■ **STORED DATA**

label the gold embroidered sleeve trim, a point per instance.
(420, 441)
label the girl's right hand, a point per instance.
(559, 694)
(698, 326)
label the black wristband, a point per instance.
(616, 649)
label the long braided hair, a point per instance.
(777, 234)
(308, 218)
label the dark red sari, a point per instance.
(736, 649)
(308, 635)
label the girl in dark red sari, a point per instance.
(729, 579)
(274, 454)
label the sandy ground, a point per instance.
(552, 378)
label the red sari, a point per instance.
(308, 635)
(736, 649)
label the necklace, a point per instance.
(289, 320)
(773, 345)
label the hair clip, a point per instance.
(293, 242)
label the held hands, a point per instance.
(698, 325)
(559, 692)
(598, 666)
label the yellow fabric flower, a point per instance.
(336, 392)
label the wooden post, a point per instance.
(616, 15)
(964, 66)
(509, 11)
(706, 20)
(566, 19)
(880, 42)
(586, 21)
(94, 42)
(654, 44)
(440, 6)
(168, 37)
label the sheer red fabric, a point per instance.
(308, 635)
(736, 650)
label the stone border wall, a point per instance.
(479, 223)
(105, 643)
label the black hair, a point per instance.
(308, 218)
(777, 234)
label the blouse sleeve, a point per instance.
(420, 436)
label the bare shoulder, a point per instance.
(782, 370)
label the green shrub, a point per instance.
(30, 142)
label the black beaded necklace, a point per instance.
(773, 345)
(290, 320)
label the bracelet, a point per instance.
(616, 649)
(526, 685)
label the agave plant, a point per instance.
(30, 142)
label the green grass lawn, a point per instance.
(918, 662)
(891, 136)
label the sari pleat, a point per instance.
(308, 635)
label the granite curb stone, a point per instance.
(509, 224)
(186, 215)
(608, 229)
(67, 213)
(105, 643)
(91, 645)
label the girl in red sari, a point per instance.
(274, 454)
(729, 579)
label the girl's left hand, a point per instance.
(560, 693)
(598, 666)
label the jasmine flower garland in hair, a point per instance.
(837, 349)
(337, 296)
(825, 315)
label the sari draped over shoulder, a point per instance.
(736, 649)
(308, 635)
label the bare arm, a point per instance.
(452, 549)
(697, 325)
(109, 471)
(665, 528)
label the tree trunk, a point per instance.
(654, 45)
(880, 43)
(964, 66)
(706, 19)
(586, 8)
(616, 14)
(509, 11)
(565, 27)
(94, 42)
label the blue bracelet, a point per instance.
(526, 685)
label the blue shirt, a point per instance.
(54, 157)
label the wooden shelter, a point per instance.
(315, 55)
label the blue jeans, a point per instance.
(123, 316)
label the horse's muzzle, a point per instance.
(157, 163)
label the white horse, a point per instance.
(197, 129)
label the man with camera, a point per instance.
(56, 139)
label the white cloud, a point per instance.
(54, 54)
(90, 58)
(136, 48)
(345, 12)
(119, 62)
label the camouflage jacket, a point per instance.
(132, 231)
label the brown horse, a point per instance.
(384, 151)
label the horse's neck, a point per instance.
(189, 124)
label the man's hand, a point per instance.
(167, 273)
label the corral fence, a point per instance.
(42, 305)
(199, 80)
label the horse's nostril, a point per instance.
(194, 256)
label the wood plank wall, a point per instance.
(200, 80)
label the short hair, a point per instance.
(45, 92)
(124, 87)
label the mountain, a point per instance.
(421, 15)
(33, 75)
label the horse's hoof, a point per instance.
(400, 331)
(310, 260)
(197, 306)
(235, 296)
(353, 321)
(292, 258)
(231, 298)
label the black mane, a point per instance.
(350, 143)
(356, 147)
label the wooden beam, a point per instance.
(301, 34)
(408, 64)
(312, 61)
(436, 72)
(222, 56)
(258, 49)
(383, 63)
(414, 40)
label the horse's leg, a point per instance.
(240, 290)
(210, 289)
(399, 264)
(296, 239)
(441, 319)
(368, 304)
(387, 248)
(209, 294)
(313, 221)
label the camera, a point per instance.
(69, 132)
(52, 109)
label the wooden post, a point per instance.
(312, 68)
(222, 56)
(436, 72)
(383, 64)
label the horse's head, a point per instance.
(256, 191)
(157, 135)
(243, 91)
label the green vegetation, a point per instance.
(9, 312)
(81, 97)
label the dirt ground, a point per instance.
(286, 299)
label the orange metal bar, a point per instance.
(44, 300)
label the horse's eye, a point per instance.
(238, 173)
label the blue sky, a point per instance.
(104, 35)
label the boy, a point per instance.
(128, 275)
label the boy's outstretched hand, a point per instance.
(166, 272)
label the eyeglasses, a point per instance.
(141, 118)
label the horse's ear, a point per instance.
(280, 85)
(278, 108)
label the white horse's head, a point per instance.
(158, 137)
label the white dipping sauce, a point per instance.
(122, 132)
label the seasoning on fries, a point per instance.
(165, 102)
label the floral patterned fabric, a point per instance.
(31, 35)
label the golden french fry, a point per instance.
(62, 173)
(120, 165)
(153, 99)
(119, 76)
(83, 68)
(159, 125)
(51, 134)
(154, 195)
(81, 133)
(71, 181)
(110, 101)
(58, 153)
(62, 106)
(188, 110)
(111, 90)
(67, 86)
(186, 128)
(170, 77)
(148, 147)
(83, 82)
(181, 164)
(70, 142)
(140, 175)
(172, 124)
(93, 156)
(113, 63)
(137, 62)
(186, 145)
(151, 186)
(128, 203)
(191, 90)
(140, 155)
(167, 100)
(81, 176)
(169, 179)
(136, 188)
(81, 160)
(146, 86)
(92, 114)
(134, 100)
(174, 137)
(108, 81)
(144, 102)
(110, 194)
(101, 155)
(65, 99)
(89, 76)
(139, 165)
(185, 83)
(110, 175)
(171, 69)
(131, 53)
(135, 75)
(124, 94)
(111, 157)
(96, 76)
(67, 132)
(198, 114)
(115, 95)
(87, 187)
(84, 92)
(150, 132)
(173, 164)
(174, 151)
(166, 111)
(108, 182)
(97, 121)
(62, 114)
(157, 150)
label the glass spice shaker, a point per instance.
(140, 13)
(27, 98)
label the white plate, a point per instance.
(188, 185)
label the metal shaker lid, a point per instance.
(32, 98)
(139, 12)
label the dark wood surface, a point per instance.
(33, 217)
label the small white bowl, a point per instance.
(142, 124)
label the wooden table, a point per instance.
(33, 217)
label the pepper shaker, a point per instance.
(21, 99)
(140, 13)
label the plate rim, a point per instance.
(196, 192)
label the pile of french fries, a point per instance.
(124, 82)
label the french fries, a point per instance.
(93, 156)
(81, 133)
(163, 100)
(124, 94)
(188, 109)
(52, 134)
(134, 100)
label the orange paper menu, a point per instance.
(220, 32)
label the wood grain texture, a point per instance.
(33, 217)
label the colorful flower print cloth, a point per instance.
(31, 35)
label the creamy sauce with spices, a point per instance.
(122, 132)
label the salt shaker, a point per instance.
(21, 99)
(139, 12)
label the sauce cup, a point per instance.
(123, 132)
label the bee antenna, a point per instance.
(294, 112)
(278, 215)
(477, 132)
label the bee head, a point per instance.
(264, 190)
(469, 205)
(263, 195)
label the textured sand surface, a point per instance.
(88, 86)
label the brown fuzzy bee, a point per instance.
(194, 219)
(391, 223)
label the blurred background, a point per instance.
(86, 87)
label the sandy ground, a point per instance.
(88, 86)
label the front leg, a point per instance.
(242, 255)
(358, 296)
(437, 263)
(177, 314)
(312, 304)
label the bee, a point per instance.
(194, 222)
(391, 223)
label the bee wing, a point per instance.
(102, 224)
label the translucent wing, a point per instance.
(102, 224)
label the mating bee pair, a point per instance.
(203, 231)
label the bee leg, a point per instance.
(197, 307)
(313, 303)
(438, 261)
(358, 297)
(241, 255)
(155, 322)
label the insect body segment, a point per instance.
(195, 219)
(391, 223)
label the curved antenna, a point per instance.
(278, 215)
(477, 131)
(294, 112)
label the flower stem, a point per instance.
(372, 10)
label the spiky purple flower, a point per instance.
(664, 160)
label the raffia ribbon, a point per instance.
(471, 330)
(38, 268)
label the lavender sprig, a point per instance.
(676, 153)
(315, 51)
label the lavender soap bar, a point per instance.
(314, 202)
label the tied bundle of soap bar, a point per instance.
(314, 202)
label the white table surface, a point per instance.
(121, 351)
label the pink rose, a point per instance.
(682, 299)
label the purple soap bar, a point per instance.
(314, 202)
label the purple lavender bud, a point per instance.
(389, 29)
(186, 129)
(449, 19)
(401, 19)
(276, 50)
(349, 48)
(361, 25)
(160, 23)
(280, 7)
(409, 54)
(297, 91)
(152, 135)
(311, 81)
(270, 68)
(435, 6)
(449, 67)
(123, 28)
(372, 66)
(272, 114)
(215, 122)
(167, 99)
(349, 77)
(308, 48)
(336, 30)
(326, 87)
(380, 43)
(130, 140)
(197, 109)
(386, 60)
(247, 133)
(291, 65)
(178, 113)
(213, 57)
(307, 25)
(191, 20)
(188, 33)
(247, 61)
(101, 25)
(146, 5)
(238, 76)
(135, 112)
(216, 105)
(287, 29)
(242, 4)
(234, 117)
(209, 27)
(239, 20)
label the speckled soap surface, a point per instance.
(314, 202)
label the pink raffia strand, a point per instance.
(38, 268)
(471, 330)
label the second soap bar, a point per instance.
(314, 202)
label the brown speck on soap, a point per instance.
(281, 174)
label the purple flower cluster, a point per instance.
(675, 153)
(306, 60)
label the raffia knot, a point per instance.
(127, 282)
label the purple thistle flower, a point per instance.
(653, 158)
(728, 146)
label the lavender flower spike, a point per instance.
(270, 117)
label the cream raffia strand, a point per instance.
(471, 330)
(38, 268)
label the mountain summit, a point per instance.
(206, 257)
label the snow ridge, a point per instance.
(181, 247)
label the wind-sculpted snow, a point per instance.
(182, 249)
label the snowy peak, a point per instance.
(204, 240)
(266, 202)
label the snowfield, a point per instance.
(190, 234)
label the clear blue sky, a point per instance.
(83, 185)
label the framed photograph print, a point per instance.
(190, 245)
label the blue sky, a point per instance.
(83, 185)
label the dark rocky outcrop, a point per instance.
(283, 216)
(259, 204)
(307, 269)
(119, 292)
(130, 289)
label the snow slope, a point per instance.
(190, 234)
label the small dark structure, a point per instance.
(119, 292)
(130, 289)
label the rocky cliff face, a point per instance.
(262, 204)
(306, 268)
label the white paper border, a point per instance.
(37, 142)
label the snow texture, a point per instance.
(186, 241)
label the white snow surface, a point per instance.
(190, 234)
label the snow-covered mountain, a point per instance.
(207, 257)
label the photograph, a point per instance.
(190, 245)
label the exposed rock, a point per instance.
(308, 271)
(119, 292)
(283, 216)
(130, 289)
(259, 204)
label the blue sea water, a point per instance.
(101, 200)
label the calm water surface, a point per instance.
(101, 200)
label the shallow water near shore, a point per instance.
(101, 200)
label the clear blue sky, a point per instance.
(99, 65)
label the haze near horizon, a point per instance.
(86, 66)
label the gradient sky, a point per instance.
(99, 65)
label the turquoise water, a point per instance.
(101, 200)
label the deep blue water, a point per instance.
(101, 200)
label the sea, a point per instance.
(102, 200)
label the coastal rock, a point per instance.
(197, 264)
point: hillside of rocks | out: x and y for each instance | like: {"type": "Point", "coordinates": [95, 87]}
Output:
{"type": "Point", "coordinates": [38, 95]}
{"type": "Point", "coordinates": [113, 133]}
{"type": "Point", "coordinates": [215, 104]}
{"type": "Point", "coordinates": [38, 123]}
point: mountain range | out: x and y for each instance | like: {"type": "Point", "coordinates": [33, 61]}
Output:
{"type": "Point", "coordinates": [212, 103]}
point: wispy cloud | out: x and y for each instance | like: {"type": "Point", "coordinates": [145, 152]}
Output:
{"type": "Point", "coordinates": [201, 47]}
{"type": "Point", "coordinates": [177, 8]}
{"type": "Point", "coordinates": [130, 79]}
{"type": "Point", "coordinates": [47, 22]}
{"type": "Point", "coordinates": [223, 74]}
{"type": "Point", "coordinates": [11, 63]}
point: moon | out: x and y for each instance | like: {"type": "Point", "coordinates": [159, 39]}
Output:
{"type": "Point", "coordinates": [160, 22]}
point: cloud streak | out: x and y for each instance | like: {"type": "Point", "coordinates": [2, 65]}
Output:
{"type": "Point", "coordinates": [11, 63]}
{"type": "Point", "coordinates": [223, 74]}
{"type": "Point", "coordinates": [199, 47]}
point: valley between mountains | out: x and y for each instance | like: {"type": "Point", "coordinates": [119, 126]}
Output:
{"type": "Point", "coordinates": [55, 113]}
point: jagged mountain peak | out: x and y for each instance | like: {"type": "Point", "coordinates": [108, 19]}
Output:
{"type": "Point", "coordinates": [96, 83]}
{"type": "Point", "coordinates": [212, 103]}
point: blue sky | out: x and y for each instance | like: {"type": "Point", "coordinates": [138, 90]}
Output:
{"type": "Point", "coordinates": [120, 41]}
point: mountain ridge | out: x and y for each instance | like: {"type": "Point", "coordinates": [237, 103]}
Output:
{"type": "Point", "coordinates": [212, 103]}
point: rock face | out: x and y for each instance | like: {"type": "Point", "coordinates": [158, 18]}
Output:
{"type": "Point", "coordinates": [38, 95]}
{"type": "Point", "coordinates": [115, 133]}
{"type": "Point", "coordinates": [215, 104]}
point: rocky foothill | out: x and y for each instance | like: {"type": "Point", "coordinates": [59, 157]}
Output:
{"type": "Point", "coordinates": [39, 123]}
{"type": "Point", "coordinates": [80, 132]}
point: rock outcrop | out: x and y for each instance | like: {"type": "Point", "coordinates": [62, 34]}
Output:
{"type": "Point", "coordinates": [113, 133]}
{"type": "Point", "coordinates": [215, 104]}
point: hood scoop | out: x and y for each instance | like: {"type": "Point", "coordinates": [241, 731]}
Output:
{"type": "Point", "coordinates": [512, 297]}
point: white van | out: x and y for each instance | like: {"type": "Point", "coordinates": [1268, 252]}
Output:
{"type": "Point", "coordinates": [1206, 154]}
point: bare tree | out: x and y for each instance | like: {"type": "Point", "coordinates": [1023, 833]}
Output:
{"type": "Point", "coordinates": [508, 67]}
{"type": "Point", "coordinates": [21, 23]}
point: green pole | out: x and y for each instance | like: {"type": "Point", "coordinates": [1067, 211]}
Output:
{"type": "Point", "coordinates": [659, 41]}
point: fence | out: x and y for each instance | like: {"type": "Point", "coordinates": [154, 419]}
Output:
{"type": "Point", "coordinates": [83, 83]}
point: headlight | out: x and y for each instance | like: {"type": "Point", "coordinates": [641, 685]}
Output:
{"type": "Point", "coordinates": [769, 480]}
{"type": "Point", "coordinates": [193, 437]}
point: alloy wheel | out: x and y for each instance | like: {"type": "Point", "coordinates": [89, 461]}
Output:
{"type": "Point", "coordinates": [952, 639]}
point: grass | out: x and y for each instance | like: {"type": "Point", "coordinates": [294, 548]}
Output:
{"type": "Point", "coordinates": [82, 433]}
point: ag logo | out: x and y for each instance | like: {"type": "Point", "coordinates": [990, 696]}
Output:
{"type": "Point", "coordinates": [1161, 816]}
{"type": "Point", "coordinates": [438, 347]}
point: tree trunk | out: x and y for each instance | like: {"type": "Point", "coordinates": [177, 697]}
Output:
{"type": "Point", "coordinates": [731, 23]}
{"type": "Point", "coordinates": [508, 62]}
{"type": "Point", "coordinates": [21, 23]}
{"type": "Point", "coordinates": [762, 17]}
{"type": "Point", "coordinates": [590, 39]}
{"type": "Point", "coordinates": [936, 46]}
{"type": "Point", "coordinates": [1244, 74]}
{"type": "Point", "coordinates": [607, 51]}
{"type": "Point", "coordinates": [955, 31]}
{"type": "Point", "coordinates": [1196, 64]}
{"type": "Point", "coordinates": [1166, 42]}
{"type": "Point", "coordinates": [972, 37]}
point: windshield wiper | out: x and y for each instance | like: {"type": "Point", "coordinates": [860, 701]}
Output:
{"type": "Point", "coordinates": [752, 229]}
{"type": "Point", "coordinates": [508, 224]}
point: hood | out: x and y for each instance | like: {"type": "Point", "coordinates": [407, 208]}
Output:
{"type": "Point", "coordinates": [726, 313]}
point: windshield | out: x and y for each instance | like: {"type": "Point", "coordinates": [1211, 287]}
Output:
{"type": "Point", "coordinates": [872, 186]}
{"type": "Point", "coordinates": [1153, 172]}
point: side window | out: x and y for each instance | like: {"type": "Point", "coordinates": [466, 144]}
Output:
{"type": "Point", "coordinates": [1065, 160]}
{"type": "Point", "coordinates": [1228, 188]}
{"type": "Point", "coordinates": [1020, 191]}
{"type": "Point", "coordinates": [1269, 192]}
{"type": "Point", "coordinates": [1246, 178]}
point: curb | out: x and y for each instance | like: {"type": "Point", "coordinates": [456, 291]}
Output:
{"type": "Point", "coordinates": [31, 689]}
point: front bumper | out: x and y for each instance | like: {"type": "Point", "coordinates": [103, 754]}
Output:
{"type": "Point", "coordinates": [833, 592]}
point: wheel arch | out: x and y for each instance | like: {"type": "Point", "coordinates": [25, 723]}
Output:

■ **ABOUT THIS TASK**
Look for the word "wheel" in every line of the listing and copy the lines that have it.

■ **REPLY TO THE EXERCISE**
point: alloy wheel | out: x and y for each instance | like: {"type": "Point", "coordinates": [89, 461]}
point: wheel arch | out: x and y for each instance | like: {"type": "Point", "coordinates": [25, 723]}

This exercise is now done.